■ RECORD EXCERPTS:
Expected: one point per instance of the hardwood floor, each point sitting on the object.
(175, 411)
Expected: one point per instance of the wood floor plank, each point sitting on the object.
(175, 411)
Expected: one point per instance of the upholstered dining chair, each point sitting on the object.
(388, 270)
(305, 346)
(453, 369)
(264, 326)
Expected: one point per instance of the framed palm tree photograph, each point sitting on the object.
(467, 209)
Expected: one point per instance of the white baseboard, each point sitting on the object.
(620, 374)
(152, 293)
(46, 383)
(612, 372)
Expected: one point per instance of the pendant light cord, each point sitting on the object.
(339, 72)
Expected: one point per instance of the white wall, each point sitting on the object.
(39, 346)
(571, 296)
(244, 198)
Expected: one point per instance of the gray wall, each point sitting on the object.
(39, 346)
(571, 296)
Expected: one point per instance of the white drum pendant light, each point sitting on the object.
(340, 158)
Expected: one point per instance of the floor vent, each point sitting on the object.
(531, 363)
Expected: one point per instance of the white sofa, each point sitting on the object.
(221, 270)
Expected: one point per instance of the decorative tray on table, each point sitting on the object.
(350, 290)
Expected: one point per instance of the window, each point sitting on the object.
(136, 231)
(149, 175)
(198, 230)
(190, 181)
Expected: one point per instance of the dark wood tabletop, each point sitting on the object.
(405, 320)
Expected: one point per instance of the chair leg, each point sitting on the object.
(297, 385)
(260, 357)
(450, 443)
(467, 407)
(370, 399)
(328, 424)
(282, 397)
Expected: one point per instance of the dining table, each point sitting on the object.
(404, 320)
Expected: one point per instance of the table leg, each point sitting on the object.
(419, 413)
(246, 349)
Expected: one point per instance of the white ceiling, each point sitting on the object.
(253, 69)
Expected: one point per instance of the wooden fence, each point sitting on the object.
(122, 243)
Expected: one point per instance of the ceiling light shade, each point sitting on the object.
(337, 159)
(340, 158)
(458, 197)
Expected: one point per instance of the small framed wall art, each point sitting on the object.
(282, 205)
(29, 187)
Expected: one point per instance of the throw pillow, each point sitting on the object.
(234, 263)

■ WHAT THE TASK ASKS: To complete this exercise, set down every line above exactly once more.

■ TASK SOLUTION:
Expected: one point per instance of the hardwood floor, each point sitting on the object.
(175, 411)
Expected: one point per instance of the wood floor plank, each point sitting on the object.
(175, 411)
Expected: one point per instance of the upholstered dining chair, each point sitting on the object.
(388, 270)
(305, 346)
(453, 369)
(264, 326)
Expected: one point per instance of the framed palm tree photograph, each point sitting on the object.
(467, 209)
Expected: one point per instance of the white baseboard, each point sitting on the object.
(620, 374)
(152, 293)
(46, 383)
(612, 372)
Expected: one point per instance of the pendant light cord, each point sitting on the object.
(339, 72)
Expected: one point per instance of the white wall, each point sitting on the object.
(39, 346)
(571, 296)
(244, 198)
Expected: one point per instance of the gray wall, each point sitting on the object.
(39, 346)
(571, 296)
Expected: one point per instance of the white drum pendant light, each point sitting on the object.
(340, 158)
Expected: one point per instance of the floor vent, each point sitting on the object.
(531, 363)
Expected: one point per instance of the white sofa, each point sitting on the object.
(221, 270)
Expected: one point per instance of the decorative tray on table, each point sitting on the object.
(350, 290)
Expected: one point per instance of the window, each point sitting on the object.
(136, 231)
(149, 175)
(198, 230)
(190, 181)
Expected: one point per instance of the dark wood tabletop, each point sitting on the object.
(405, 320)
Expected: one point per instance of the chair leg, each point sitting on the object.
(297, 385)
(260, 357)
(450, 443)
(467, 407)
(370, 399)
(328, 424)
(282, 397)
Expected: one point per instance of the dining table, each point sitting on the object.
(404, 320)
Expected: one point per instance of the table leg, each point sitting on the object.
(419, 413)
(246, 349)
Expected: one point per instance of the white ceiling, each point sitting on the object.
(253, 69)
Expected: one point per instance of the wooden fence, each point sitting on the object.
(122, 243)
Expected: one point per instance of the ceiling light shade, each point sitting on the object.
(337, 159)
(340, 158)
(458, 197)
Expected: one point per instance of the small framed wall art, each point sitting on the object.
(282, 205)
(29, 187)
Expected: one point per instance of the throw pillow, each point sitting on the object.
(234, 263)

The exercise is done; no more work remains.